-- Exercise details --
Exact reproduction required: the lines below from the line with "Target: shark pectoral fin" to the line with "Target: air bubble", both ends included, and no others.

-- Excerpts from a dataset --
────────────────────────────────────────
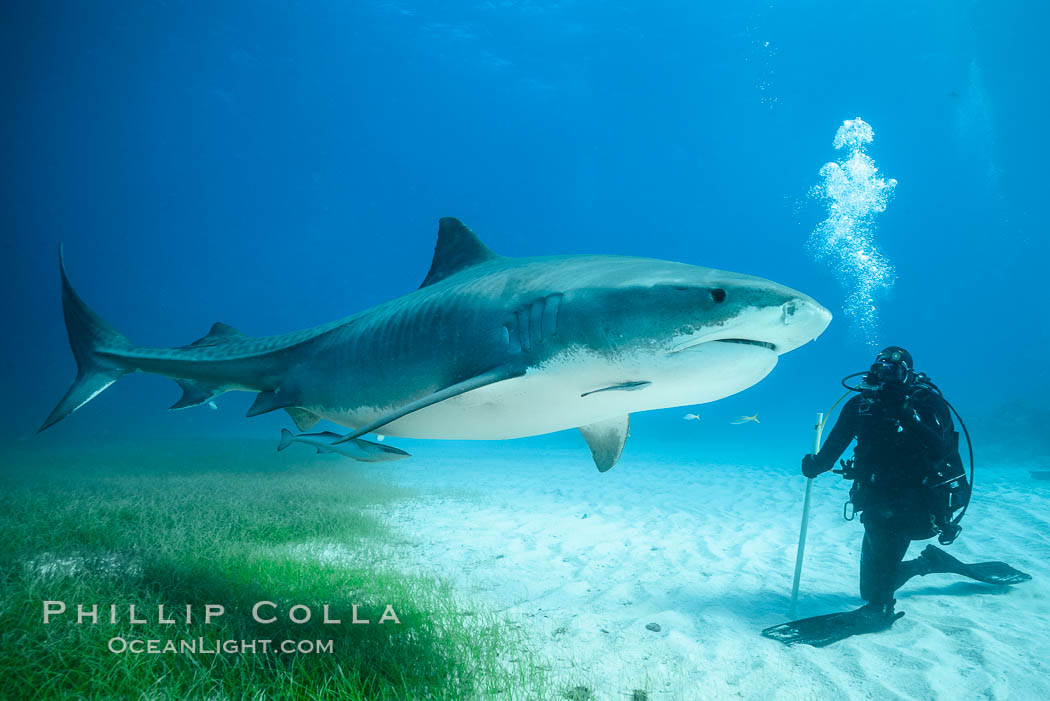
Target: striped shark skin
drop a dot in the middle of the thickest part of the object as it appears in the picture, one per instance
(488, 347)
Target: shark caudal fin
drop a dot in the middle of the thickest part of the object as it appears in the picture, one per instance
(90, 337)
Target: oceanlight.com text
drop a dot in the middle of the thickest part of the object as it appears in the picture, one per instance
(204, 646)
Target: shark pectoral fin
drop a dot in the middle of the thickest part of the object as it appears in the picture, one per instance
(491, 377)
(195, 394)
(305, 420)
(606, 440)
(624, 386)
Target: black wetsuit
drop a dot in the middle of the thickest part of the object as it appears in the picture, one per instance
(897, 444)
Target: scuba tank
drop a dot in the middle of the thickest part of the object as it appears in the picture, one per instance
(945, 489)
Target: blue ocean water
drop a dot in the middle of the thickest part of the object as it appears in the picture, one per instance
(277, 165)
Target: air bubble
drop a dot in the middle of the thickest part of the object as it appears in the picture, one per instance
(854, 192)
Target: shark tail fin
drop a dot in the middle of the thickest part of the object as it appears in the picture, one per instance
(286, 439)
(92, 342)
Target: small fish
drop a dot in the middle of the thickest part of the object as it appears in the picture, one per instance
(359, 449)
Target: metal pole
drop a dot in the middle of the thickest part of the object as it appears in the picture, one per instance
(805, 522)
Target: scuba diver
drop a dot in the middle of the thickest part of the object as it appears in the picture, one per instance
(908, 484)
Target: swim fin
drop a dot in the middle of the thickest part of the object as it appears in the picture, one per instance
(992, 573)
(822, 631)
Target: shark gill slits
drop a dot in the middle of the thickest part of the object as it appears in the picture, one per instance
(536, 322)
(550, 307)
(523, 336)
(531, 324)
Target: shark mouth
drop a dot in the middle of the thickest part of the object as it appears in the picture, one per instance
(689, 345)
(746, 341)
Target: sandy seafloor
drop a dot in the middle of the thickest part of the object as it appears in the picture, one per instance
(584, 561)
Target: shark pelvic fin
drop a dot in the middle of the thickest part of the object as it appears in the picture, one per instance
(625, 386)
(606, 440)
(458, 249)
(305, 420)
(286, 439)
(491, 377)
(195, 394)
(219, 332)
(270, 401)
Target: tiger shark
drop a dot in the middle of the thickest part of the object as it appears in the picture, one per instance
(488, 347)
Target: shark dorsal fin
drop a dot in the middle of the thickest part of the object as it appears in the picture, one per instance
(218, 332)
(458, 249)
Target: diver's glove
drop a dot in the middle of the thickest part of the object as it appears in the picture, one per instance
(811, 467)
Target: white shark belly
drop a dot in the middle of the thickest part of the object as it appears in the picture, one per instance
(549, 398)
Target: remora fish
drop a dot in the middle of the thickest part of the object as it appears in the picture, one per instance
(359, 449)
(488, 347)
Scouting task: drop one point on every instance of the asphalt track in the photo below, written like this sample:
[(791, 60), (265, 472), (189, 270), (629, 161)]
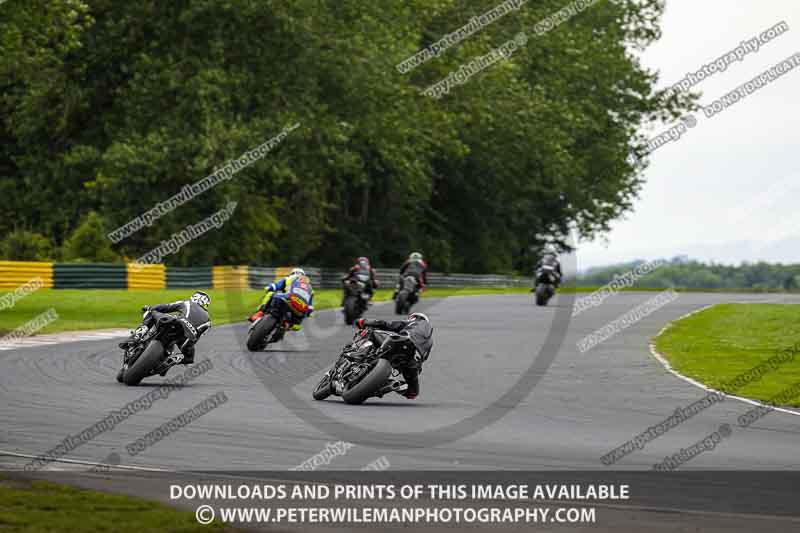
────────────────────────────────────────
-- Worked solution --
Target: shark pectoral fin
drop a dot in the middle of the thickest part of the object as it appears in the picture, one per instance
(491, 377)
(195, 394)
(305, 420)
(606, 440)
(624, 386)
Target: black wetsuit
drop a dot in the middle of the thickest part of the object as it appears in the picture, one per instance
(897, 444)
Target: scuba tank
drop a dot in the middle of the thickest part of the object as it appears in the picture, one per instance
(945, 489)
Target: blue ocean water
drop a dot in the middle of the thickest part of the object as it appears in the picture, one per instance
(277, 165)
Target: air bubble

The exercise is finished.